» TASK BRIEF
Report each line of the records where "eucalyptus" occurs.

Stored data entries

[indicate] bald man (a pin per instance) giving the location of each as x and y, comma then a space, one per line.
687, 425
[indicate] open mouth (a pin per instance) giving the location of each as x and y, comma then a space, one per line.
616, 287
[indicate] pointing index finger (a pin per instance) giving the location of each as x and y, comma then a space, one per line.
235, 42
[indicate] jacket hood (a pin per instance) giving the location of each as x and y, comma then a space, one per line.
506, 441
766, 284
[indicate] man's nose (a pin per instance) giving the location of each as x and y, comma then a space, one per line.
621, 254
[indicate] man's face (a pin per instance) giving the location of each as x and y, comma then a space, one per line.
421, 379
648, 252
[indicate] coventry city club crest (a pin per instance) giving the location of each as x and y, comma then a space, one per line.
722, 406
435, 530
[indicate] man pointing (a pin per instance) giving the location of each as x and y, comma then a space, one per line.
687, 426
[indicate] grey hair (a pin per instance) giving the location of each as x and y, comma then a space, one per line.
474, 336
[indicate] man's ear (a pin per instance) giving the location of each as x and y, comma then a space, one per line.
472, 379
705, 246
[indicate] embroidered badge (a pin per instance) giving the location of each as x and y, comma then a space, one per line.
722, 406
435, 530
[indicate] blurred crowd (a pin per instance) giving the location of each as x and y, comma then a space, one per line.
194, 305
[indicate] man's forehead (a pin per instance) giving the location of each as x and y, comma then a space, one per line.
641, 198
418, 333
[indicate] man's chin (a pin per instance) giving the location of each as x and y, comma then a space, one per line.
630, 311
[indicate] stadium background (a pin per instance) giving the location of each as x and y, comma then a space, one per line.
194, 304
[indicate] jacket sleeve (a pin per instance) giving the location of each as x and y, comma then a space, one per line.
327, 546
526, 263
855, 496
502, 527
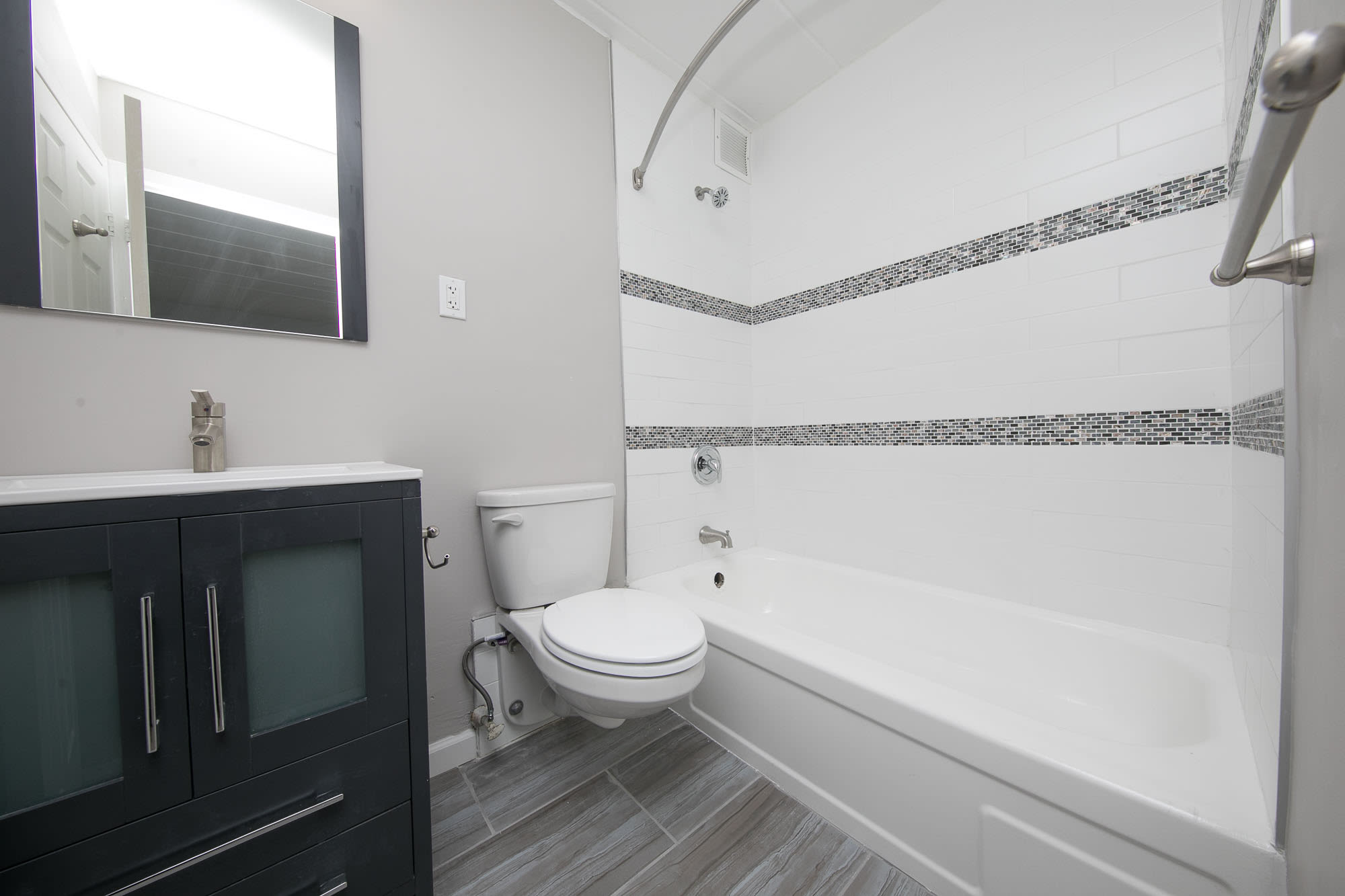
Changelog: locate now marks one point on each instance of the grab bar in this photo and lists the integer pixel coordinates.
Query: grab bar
(727, 26)
(1301, 75)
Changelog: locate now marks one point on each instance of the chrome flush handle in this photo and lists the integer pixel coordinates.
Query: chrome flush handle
(81, 229)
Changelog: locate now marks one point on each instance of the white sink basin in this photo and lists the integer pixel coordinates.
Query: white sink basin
(38, 490)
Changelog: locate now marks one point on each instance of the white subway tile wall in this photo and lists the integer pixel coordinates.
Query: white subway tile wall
(1059, 106)
(1051, 106)
(668, 506)
(1257, 353)
(662, 231)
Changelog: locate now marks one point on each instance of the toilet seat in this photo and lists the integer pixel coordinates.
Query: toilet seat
(623, 631)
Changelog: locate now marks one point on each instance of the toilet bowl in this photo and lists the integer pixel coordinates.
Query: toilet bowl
(607, 654)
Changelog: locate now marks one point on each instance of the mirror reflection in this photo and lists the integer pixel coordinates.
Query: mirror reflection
(188, 161)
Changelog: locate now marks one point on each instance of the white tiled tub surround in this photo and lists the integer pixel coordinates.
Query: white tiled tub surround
(983, 745)
(662, 231)
(1129, 533)
(1050, 107)
(1043, 107)
(1257, 339)
(681, 368)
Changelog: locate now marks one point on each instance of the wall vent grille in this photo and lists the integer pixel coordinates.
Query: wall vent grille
(732, 147)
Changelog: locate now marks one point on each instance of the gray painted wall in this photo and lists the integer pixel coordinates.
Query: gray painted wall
(1316, 831)
(488, 157)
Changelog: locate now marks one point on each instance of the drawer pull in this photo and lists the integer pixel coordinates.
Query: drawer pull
(336, 885)
(323, 802)
(217, 673)
(147, 671)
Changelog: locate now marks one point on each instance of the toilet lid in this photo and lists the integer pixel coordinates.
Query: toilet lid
(623, 626)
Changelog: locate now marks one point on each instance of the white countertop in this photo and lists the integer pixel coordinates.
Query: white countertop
(48, 489)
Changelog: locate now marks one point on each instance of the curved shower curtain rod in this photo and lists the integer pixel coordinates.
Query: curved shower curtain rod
(742, 10)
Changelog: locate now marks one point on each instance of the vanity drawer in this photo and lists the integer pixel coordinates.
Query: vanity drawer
(373, 858)
(235, 831)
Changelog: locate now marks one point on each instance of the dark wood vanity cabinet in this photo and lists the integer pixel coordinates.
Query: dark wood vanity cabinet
(215, 693)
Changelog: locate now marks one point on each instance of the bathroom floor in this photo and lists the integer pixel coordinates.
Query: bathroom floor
(650, 807)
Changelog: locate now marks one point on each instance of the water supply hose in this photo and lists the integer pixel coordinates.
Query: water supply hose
(467, 670)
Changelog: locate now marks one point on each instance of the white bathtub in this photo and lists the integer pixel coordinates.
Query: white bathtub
(983, 745)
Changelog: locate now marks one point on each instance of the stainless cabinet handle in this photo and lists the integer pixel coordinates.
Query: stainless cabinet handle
(323, 802)
(147, 669)
(217, 671)
(336, 885)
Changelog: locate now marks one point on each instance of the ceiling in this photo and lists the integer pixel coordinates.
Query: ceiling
(778, 53)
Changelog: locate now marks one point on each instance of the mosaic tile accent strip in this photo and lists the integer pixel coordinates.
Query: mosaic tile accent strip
(1161, 201)
(1245, 116)
(1196, 427)
(1186, 427)
(688, 436)
(641, 287)
(1260, 423)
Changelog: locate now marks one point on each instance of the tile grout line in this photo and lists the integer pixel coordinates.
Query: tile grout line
(625, 888)
(642, 807)
(560, 797)
(478, 802)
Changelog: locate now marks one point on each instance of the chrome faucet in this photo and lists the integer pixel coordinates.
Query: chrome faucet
(711, 536)
(208, 434)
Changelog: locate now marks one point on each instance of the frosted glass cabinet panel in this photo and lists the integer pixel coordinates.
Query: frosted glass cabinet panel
(305, 626)
(93, 717)
(295, 634)
(60, 709)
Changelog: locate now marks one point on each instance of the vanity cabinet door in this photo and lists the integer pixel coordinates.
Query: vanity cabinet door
(91, 647)
(295, 630)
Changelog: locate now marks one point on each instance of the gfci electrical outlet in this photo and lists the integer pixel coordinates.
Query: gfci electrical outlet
(453, 298)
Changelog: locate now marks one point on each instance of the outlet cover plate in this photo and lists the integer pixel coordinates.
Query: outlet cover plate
(453, 298)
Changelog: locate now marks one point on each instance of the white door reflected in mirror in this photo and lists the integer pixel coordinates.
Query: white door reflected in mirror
(224, 208)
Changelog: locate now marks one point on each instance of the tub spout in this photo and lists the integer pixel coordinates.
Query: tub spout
(712, 536)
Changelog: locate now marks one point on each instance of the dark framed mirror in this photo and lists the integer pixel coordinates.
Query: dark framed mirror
(190, 162)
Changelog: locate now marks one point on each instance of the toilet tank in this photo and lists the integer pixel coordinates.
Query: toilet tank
(547, 542)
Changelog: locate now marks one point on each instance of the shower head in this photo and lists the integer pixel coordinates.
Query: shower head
(719, 198)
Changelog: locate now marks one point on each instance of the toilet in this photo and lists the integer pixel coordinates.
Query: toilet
(607, 654)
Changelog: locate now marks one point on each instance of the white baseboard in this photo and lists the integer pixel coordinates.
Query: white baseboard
(453, 751)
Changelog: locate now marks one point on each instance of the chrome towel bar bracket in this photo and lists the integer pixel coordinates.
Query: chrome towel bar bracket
(1300, 76)
(427, 533)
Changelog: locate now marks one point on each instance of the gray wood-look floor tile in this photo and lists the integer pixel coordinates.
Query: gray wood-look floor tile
(683, 778)
(592, 841)
(457, 823)
(762, 842)
(876, 877)
(525, 776)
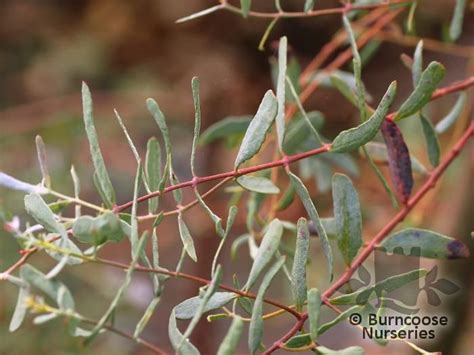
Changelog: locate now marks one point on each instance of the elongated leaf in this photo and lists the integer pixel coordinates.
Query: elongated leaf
(245, 7)
(99, 166)
(230, 222)
(204, 300)
(309, 123)
(358, 136)
(362, 296)
(314, 216)
(98, 230)
(136, 253)
(197, 120)
(298, 272)
(142, 323)
(297, 133)
(352, 350)
(188, 308)
(14, 184)
(424, 243)
(398, 160)
(256, 322)
(40, 211)
(281, 95)
(455, 28)
(378, 152)
(357, 64)
(153, 171)
(41, 150)
(417, 66)
(453, 115)
(266, 251)
(20, 310)
(257, 130)
(314, 311)
(381, 177)
(186, 238)
(160, 120)
(348, 217)
(177, 339)
(231, 340)
(52, 288)
(258, 184)
(229, 127)
(429, 80)
(431, 140)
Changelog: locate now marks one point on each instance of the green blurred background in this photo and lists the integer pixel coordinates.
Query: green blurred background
(128, 51)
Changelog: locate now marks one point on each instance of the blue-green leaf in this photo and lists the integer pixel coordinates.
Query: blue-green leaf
(256, 322)
(14, 184)
(424, 243)
(266, 251)
(360, 135)
(177, 339)
(228, 128)
(314, 216)
(41, 150)
(314, 311)
(427, 84)
(257, 184)
(153, 171)
(431, 140)
(281, 95)
(20, 309)
(455, 29)
(99, 166)
(417, 66)
(52, 288)
(258, 128)
(188, 308)
(298, 272)
(231, 340)
(348, 217)
(186, 238)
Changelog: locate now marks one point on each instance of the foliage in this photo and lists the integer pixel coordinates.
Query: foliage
(79, 239)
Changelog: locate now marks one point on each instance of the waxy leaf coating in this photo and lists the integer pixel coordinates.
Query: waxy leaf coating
(258, 128)
(355, 137)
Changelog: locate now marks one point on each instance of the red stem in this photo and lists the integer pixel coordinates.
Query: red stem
(399, 217)
(461, 85)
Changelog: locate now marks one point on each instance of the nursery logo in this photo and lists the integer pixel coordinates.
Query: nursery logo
(396, 287)
(397, 282)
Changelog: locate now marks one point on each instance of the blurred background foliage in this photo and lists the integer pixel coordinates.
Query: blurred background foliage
(130, 50)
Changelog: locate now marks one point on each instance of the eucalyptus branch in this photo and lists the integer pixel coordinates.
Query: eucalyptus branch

» TASK RESULT
Changelog: locate now marks one point on each instance of the eucalyptus branch in this photo and lists the integer pixel coordinates.
Query: eucalyptus branch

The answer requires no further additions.